Exercise materials: Begin
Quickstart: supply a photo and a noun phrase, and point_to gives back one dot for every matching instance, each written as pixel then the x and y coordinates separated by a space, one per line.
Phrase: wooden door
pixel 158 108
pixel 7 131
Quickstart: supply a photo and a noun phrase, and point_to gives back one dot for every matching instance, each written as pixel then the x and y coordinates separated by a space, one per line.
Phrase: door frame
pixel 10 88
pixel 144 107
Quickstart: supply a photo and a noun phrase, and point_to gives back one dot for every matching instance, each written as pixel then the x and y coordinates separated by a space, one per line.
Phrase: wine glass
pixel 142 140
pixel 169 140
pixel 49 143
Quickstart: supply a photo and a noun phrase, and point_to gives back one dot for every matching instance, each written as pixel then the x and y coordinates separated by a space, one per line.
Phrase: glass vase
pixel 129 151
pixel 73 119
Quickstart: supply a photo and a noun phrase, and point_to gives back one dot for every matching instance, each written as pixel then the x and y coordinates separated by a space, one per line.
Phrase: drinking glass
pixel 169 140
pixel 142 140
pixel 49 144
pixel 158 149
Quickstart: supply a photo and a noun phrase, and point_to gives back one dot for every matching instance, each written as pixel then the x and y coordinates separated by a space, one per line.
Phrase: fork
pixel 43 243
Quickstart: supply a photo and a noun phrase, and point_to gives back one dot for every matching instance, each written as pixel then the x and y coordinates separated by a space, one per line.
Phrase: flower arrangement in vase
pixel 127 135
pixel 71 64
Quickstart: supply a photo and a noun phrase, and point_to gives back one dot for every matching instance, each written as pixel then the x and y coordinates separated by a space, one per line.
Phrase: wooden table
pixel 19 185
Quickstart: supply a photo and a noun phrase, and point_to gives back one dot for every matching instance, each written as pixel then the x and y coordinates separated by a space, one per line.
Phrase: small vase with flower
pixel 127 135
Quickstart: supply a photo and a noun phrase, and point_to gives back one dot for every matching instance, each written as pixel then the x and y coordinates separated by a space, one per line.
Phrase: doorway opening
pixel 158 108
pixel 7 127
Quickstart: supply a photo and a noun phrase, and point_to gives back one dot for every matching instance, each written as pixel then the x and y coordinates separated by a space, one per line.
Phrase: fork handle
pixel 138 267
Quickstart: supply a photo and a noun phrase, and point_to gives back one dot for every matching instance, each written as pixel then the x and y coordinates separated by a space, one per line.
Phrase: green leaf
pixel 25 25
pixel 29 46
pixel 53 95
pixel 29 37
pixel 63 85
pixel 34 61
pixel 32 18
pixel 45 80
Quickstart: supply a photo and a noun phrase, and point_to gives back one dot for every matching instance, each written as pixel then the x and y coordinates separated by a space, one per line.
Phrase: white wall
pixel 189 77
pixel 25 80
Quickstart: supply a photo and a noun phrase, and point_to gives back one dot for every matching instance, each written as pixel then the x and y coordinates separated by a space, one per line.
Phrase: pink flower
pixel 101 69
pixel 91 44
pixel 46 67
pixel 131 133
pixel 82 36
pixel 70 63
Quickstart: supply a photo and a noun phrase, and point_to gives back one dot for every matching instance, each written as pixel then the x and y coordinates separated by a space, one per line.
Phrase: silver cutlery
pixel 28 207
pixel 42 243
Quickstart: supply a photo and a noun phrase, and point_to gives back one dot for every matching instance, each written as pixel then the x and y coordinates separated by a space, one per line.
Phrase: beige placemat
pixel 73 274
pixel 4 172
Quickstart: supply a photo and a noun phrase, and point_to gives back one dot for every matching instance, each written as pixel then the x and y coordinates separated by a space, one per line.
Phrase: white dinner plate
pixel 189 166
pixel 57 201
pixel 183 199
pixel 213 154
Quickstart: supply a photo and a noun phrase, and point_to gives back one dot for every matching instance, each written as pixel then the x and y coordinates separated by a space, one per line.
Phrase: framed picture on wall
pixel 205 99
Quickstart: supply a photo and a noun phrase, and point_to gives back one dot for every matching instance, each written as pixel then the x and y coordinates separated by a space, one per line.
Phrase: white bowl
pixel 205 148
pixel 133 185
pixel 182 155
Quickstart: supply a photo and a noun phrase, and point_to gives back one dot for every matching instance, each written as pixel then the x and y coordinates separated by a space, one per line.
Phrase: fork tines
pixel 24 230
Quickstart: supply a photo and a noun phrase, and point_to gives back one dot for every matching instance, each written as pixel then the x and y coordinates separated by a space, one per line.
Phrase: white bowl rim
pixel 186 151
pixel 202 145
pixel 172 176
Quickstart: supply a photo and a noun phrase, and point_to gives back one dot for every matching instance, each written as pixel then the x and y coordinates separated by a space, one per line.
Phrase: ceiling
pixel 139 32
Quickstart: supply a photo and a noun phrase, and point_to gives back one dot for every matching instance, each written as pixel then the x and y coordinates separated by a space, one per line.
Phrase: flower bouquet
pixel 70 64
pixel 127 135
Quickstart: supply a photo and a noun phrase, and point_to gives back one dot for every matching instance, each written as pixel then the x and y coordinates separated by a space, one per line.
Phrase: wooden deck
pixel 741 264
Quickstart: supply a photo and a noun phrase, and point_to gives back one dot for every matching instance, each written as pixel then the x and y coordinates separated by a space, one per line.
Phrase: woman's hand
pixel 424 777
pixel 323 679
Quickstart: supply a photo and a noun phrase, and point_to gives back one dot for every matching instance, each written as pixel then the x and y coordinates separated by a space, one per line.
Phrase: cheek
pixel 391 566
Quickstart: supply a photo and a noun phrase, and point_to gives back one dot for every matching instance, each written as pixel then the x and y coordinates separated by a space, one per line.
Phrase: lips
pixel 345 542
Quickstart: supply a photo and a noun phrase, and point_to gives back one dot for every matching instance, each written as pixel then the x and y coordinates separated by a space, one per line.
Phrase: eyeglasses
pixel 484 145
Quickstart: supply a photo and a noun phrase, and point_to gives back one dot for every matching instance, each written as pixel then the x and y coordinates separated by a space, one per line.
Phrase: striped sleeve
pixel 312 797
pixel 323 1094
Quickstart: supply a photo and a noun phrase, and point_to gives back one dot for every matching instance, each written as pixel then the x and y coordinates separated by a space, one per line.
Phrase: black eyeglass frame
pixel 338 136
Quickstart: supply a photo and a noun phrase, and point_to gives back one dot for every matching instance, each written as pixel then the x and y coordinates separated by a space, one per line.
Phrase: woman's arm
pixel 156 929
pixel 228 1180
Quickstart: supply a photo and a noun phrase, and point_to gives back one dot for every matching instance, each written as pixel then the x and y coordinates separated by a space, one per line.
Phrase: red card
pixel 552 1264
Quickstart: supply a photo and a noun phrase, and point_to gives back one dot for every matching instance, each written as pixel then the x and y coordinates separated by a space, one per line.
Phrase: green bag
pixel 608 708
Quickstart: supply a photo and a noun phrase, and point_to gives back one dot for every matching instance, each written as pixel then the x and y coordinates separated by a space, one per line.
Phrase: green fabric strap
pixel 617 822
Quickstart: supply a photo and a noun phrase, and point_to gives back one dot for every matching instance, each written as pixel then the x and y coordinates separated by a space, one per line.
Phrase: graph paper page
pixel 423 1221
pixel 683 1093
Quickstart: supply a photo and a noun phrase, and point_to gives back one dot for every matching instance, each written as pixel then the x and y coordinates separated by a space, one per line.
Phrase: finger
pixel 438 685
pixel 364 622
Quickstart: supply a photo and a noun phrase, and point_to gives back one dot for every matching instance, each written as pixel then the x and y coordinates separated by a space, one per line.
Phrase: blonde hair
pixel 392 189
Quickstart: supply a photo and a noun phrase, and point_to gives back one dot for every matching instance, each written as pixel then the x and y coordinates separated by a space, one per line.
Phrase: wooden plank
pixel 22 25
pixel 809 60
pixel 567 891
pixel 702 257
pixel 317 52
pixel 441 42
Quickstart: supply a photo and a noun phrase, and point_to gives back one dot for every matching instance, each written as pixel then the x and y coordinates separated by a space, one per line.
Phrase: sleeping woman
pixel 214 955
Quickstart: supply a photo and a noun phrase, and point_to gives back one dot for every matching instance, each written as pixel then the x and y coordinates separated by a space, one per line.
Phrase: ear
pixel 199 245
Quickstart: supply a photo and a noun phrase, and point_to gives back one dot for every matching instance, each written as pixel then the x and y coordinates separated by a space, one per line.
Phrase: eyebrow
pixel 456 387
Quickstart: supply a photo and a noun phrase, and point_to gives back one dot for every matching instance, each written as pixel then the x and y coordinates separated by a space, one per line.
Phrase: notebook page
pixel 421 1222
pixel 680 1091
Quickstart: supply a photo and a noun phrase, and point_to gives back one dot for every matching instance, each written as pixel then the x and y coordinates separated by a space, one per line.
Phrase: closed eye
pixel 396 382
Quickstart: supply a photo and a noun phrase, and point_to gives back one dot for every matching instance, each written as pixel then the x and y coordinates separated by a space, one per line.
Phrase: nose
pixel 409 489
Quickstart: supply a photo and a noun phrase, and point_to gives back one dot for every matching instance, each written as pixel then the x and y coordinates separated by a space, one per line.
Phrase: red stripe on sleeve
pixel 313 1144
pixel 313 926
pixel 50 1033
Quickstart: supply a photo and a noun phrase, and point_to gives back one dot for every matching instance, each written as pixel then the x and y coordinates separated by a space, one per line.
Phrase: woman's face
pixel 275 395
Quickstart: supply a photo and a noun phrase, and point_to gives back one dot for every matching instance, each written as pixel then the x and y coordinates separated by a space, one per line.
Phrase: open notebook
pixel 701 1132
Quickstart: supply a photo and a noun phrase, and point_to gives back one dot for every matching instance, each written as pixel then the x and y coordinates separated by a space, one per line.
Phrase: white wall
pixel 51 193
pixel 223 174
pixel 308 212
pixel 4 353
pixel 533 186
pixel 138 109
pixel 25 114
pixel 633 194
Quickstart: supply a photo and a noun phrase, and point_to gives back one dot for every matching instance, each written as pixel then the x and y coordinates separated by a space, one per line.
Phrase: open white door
Exercise materials: End
Requirement =
Go back to the data above and please quote exactly, and only, the lines from the line with "Phrase: woman's face" through its last line.

Your solution =
Phrase: woman's face
pixel 275 395
Quickstart: supply a photo and a noun phrase, and point_to gives back one dot for every matching instance, each written as pixel then the x and y coordinates separated by a space, one per line.
Phrase: open notebook
pixel 701 1132
Quickstart: supply a photo and a noun phrase, and point_to gives back one dot for every matching instance, each written as pixel then the x and y coordinates separated by a space, one per line.
Phrase: white wall
pixel 51 193
pixel 223 174
pixel 308 212
pixel 4 353
pixel 533 186
pixel 138 109
pixel 25 114
pixel 633 194
Quickstart: supply a photo and a noun phrase, and point_to gives back one dot for every matching instance, each written as pixel then the x and y coordinates separated by a space, one per line.
Phrase: open white door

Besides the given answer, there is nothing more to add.